I contributed to this kind of development (It was still a prototype when I left) and AFAIR you can use some ethernet to optic fiber converters. Thoses devices will spit out (or ingest on the other side) one fiber for RX and one fiber for TX, so it makes the creation of the gap very easy. I don't exactly remember the device name though..

_joel · on Nov 22, 2016

I think the term you are looking for is 'data diode' or uni-directional network link - https://en.wikipedia.org/wiki/Unidirectional_network

henridf · on Nov 22, 2016

Looks like a nice tool, and it's great to see syscalls getting more attention.

I don't fully get the argument for why on-host filtering is undesirable. Of course naively filtering for curl-originated connections isn't a solid detection scheme for rootkit-installs! That's just a naive filter, which a naive user could mis-use in a centralized way or in a distributed way.

As for event correlation (#2 of the pros), it can be done on-host too. And back-testing (#3) of new rules is indeed a highly valuable feature! But you certainly don't have to log everything centrally to get that capability. E.g. in the case of Falco, you can capture trace files and re-run any number of rules/filters on them.

I do agree with the point on rules being exposed to an attacker.

[Disclaimer: author of the initial version of Sysdig Falco]

akadien · on Nov 22, 2016

Regarding on-host filtering (edge analytics), my experience has been it's because of performance, and I agree with the security angle, too.

nwmcsween · on Nov 21, 2016

The issue with enabling syscall auditing is the overhead it introduces, iirc some around two orders of magnitude, as in 200000/s -> 3000/s. I would just use seccomp-bpf filters on a per program basis as the overhead there according to benchmarks is much less.

viraptor · on Nov 22, 2016

seccomp-bpf is awsome, but it has to be really baked into the app to be useful. Not being able to filter by deref memory is pretty limiting.

But not all syscalls need to be logged. You don't need to audit all read()/write() calls for example. open/connect/exec/setid should give you plenty of information already. I know at least Fedora had audit included, but inactive, and I haven't heard of any terrible performance degradation there.

(it looks like the penalty was ~40ns in 2014 http://permalink.gmane.org/gmane.linux.kernel/1639528)

amluto · on Nov 22, 2016

It was an order of magnitude higher at one point. These days it's not that bad under most workloads.

akadien · on Nov 22, 2016

This is seriously cool, in my opinion. In fact, I've been working on something kind of similar in Go with more support for network monitoring and vulnerability management that would feed into GrayLog.

Are you guys hiring?

(Entries for labeling bounding boxes)

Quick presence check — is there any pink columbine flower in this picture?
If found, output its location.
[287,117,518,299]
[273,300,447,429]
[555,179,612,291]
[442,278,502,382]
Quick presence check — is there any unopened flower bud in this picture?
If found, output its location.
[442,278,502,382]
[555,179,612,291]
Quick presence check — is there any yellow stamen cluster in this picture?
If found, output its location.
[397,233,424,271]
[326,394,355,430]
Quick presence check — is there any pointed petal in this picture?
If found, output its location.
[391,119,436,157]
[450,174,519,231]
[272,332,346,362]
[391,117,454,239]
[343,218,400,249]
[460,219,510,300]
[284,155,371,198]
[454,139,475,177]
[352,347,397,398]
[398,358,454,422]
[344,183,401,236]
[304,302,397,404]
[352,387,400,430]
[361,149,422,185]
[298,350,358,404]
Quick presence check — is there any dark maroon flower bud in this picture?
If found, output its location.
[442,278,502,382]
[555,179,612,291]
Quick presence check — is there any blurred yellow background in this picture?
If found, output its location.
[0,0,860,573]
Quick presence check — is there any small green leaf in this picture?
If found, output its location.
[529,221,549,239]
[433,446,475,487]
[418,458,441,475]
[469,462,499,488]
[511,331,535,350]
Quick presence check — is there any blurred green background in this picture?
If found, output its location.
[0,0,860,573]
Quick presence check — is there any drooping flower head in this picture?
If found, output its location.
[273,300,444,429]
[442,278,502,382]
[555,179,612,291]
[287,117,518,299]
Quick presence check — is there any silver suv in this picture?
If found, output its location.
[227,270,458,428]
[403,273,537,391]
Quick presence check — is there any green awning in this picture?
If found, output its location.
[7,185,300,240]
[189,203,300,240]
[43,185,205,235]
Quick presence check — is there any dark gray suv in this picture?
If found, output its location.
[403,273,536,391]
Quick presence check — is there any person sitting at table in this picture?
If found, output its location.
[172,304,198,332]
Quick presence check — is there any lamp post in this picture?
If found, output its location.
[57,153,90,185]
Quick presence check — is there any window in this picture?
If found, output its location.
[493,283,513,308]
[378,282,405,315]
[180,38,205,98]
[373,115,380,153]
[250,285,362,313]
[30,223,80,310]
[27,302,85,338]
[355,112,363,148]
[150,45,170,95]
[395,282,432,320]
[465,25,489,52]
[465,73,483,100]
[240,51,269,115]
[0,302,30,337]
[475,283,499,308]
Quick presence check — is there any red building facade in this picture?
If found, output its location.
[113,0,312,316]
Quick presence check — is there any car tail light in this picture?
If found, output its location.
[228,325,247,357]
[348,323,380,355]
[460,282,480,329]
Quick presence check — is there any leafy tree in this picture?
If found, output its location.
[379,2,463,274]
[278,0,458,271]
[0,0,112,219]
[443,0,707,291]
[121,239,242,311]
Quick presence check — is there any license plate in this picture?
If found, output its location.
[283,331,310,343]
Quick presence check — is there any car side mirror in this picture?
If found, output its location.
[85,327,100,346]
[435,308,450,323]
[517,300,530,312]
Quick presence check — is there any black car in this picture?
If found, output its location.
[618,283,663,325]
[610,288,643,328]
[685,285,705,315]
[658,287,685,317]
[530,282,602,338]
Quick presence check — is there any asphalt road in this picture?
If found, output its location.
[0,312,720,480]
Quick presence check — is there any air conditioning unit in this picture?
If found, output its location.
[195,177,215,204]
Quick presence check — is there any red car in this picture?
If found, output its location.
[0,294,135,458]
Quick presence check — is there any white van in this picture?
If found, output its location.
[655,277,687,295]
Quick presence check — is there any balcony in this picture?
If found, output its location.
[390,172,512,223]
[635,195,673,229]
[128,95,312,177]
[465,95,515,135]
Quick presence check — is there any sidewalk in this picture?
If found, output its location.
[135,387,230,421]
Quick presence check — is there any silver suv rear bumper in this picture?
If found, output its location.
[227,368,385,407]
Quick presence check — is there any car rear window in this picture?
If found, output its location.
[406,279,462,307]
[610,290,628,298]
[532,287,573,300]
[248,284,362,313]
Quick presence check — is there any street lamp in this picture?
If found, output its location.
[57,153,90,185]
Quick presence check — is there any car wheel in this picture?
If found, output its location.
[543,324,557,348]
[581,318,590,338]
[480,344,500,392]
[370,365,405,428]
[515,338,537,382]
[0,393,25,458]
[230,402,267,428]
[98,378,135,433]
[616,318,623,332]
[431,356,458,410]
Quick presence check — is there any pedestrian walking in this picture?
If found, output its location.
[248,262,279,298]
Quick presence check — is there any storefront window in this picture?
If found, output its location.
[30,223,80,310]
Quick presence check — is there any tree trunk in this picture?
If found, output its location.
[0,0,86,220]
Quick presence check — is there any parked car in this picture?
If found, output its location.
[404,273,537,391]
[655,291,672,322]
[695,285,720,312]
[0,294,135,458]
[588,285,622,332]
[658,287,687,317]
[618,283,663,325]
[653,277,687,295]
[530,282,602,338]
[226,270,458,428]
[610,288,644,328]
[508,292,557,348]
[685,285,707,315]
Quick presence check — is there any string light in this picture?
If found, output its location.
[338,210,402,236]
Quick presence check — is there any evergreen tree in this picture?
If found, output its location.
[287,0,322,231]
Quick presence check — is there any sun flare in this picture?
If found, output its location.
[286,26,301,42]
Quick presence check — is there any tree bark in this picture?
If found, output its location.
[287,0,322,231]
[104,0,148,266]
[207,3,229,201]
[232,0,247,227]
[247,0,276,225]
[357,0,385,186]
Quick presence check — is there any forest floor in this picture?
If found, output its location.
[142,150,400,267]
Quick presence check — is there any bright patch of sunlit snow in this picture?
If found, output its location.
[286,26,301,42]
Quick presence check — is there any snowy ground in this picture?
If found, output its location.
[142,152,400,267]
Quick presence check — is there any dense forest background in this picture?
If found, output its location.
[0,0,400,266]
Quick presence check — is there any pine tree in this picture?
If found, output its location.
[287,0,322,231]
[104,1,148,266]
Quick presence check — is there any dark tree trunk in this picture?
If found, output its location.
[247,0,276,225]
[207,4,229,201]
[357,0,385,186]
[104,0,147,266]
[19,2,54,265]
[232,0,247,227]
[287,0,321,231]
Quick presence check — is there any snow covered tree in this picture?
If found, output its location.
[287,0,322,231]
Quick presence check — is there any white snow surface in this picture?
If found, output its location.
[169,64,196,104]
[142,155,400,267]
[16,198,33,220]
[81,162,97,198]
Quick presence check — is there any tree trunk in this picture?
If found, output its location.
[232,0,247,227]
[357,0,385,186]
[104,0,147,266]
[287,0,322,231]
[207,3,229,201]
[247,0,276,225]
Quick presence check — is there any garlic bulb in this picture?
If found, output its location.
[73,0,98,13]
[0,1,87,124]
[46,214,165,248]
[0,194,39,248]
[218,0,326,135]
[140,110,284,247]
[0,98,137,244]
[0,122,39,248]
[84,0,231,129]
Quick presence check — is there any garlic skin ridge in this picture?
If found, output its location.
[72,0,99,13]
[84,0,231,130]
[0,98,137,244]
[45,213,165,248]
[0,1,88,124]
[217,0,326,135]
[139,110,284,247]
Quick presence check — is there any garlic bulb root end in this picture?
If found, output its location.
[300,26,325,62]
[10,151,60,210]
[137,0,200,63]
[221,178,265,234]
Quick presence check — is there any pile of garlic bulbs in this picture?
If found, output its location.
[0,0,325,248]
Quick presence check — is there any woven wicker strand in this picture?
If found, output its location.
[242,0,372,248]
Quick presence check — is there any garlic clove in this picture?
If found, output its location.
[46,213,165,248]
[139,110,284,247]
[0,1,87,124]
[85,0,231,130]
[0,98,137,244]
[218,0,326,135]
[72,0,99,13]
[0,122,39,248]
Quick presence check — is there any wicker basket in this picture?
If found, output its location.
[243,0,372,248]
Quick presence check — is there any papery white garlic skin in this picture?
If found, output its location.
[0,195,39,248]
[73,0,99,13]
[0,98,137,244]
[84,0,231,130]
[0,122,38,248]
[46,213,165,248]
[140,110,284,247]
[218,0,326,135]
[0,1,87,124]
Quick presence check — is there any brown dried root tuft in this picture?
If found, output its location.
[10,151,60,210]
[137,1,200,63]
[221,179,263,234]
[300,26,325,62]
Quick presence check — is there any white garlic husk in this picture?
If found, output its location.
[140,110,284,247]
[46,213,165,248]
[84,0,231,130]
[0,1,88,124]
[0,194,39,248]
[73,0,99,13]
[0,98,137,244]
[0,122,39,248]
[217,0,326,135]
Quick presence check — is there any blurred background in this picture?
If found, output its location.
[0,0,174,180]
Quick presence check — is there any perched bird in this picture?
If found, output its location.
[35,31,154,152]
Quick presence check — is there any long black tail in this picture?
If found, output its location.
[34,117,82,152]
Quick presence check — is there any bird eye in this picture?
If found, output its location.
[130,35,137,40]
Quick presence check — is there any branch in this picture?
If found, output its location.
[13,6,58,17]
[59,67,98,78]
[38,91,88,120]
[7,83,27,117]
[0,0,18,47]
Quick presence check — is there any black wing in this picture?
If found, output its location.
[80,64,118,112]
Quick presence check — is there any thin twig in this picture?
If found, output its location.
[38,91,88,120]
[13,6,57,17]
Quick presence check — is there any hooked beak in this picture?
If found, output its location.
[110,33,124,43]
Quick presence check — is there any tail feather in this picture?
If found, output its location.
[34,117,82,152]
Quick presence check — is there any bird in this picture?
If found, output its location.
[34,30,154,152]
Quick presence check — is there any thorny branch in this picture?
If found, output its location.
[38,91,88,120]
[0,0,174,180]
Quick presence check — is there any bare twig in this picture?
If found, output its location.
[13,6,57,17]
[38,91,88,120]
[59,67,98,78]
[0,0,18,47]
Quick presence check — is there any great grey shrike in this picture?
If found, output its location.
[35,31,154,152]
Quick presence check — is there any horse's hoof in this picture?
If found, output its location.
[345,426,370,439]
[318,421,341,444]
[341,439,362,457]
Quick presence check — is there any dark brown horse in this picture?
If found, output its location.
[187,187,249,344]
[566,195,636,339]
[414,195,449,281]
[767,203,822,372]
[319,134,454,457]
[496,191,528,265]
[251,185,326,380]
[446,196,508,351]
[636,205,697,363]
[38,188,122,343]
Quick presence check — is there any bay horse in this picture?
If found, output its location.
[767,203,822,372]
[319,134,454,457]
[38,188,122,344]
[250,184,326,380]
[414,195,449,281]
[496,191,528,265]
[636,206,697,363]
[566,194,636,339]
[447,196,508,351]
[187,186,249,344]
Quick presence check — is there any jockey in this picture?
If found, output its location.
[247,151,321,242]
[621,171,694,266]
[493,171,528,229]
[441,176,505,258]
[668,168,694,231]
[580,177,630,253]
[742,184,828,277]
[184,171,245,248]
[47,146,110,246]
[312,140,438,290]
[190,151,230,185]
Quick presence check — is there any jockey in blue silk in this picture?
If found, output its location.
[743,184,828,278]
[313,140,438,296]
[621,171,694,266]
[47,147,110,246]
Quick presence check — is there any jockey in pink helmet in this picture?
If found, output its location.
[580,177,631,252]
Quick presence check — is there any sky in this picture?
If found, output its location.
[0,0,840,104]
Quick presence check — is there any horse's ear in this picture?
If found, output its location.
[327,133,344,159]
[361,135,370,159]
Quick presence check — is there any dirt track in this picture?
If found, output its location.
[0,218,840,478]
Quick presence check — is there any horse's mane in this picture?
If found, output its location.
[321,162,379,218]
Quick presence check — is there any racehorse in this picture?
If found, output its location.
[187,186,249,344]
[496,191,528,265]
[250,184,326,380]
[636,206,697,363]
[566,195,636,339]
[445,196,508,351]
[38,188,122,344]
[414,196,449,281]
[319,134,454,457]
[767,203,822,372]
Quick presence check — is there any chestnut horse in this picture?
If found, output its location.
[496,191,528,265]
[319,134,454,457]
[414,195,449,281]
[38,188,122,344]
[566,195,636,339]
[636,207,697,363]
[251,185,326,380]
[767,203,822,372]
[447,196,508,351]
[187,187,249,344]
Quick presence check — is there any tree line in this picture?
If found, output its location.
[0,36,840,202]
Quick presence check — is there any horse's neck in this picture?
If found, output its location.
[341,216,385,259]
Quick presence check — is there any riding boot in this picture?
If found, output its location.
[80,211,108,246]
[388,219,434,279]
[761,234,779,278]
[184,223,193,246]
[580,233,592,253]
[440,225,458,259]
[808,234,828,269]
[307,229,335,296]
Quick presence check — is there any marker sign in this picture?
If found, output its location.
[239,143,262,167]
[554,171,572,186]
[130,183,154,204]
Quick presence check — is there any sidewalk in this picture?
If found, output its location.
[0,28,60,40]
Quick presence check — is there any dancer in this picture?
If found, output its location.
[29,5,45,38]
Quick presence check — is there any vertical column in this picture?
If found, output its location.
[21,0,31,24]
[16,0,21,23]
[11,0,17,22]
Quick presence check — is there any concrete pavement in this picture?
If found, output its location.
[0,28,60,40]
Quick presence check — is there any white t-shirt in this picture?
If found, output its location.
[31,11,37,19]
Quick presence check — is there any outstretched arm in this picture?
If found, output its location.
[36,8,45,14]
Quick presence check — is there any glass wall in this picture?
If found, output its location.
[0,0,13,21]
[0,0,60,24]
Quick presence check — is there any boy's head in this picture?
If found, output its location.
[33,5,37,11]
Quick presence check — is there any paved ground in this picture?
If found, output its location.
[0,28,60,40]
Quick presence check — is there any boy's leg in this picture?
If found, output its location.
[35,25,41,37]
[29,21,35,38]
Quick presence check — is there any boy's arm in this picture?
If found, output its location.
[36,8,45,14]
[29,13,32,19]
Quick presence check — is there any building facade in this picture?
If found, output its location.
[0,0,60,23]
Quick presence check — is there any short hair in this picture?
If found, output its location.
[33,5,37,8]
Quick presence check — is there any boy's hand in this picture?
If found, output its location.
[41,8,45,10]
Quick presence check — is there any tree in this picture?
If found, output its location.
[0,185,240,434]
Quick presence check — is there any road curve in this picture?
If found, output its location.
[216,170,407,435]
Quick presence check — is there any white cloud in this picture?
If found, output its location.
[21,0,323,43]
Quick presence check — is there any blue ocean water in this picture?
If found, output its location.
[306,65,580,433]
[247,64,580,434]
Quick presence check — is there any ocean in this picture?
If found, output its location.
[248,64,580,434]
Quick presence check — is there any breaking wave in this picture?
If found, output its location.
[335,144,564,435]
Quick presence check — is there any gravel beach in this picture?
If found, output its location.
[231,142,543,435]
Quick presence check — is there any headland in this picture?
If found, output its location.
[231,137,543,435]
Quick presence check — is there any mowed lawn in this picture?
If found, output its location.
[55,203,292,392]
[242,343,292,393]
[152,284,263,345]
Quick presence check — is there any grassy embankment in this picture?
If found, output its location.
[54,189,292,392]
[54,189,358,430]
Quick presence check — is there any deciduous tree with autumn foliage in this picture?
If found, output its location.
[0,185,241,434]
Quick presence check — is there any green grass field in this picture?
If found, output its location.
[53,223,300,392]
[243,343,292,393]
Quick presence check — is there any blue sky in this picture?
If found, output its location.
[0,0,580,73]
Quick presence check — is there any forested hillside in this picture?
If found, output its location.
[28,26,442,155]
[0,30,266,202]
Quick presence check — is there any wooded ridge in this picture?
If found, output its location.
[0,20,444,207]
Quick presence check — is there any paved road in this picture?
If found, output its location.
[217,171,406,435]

REQUESTS ▸
A: Answer these questions about the syscall auditing thread:
(i) What term does _joel give for a uni-directional network link?
(ii) What audit penalty does viraptor cite for 2014?
(iii) What does nwmcsween propose using instead of syscall auditing?
B: Extend the syscall auditing thread past its final line.

ANSWERS FOR THE TASKS ▸
A:
(i) A data diode.
(ii) About 40ns.
(iii) seccomp-bpf filters on a per-program basis.

B:
jvehent · on Nov 22, 2016

If you're wondering why this is useful, or if you need it at all, ask yourself if you would want to get an alert when nginx execs a shell, or opens /etc/shadow. Syscall auditing gives you the lowest possible interface to capture these events.

It's not for the faint of the heart - the volume of events to filter through requires some serious infrastructure - but it's an important component of a mature secops program.

amluto · on Nov 22, 2016

The even more mature secops programs might wonder whether the kernel syscall auditing infrastructure itself is a problematic attack surface.

0xbadcafebee · on Nov 22, 2016

If you want similar functionality to the first questions without audit, try netfilter. It's still shitty logs, unfortunately, but so is most monitoring.

valarauca1 · on Nov 22, 2016

Couldn't you just do this in user-land with `PTRACE_SYSEMU`? Then your tracing processing also has to make 1 system call to unlock and allow the other process to run?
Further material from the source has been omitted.